GOAL.
Can you write out every line of the listing below again, requests included, with each coordinate in the answers multiplied by 1.05 and rounded to a whole number, halves rounding up?

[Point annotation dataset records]
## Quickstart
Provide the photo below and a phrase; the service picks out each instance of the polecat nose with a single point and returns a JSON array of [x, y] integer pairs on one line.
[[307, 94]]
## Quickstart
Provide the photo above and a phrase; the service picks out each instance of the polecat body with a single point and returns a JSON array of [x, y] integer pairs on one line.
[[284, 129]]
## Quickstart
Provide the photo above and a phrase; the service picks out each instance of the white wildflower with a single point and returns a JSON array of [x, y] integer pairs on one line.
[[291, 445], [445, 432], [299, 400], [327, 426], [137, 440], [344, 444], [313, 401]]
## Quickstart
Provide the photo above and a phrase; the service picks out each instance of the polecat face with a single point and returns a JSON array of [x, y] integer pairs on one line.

RESULT BELOW.
## Quickstart
Provide the photo below and a phrase; the service picks out each instance of the polecat nose with a single point and returns a JSON array of [x, y] integer pairs on one line.
[[322, 99]]
## Quickstart
Provide the photo above and a phrase; the service picks out each instance of the polecat body with a single point and returns a JSON array of [x, y] integer pairs on one line.
[[298, 135]]
## Quickstart
Provide the photo above and a phrase; the service picks out each instance of the white wildflower with a single point and returns a JSON array of [x, y] integer pairs on one line.
[[306, 467], [467, 454], [314, 420], [343, 447], [144, 462], [361, 466], [329, 421]]
## Quickstart
Provide the photo above and a phrase; the service picks out each instance of the polecat face with a single point and returns a JSON array of [x, y] integer pairs on one line.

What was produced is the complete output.